Excerpts of labeled region data
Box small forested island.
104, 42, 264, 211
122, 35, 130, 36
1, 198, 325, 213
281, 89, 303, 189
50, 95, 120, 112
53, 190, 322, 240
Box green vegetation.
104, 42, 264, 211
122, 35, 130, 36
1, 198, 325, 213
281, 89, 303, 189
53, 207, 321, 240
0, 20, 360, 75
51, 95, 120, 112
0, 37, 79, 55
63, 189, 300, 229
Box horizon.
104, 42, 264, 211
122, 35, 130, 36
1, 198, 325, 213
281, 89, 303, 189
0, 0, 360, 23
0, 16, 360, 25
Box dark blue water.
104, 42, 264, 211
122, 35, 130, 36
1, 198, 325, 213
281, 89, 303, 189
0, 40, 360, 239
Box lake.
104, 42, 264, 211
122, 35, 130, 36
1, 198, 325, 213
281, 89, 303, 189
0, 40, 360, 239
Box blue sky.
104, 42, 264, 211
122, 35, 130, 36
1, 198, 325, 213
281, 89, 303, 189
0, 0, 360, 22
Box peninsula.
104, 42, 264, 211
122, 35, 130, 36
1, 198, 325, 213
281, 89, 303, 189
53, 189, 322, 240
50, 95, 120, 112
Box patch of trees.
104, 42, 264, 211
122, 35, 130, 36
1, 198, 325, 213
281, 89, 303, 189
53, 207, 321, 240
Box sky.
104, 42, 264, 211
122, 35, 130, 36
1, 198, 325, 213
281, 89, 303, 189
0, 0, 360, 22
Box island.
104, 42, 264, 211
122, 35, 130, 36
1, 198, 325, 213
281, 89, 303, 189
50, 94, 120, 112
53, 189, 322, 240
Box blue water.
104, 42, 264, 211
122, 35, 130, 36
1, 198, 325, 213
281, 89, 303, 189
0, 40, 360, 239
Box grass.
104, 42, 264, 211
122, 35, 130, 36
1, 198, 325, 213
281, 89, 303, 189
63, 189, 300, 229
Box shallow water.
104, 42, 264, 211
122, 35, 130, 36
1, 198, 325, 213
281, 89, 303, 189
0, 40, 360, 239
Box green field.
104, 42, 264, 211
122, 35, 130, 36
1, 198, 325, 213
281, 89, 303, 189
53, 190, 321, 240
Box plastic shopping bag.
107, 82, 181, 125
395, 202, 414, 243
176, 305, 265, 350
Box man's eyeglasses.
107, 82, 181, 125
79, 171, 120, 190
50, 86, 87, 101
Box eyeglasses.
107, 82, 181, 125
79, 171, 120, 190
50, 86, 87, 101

■ Aim ■
From the data above, keep only the lines that contain the word "green" and list them.

■ Written solution ■
Box green vegetation.
Box green field.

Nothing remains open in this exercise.